[start SOURCE EXTRACT]

An alternative to that is, according to the invention, that a material layer is disposed between the cover layer and the thermal insulation layer, in particular a net-like material layer and/or a film. This design also includes the VIP where the cover layer is applied directly onto the sheath, exactly as with the thermal insulation bodies which have no such sheath. The material layer may be a fiberglass layer, a fiber mat or fabric, in particular also a blend of those, wherein the materials of the material layer are in particular inorganic materials according to the invention. It may also be a film or a layered combination of the two. It would also be according to the invention if a primer layer is disposed as a material layer between thermal insulation body and cover layer.

Furthermore, provision is made for the cover layer to contain at least one flame-retarding component. According to the invention this is provided through commonly used flame retardants.

[end SOURCE EXTRACT]

▶ TASK INSTRUCTIONS:
#1 In the insulation text, what kind of layer may be placed as a material layer between the thermal insulation body and the cover layer?
#2 Duplicate the stretch of the insulation text from "Furthermore, provision is" through "used flame retardants.".
The items play no part in this work.

[start DATA SUPPLIED]

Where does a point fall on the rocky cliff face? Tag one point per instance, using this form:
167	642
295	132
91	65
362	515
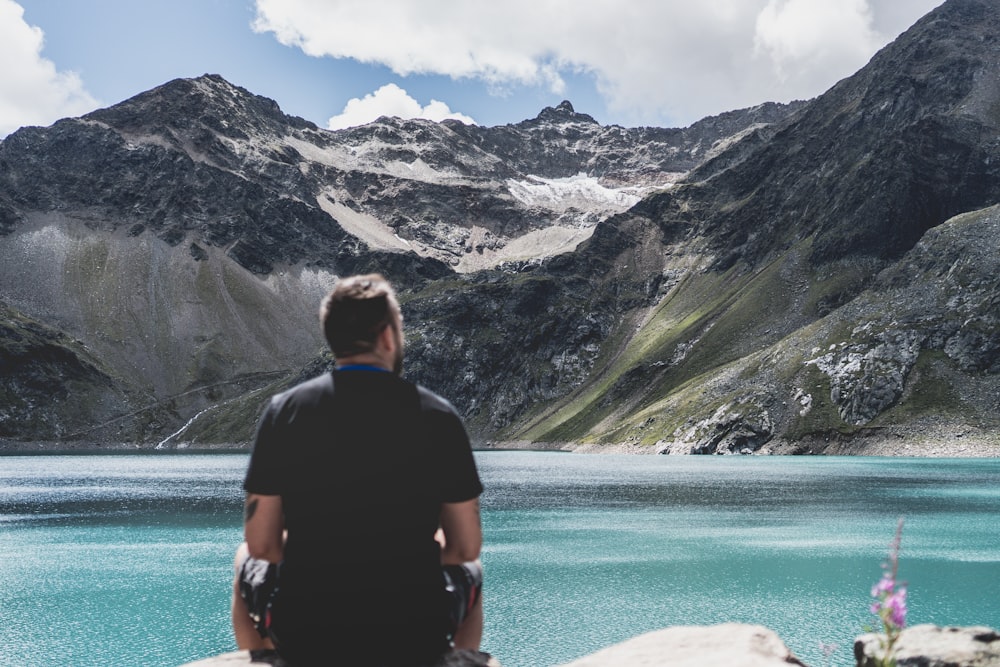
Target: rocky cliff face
762	279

[end DATA SUPPLIED]

▶ ANSWERS TO THE TASKS:
#1 A primer layer.

#2
Furthermore, provision is made for the cover layer to contain at least one flame-retarding component. According to the invention this is provided through commonly used flame retardants.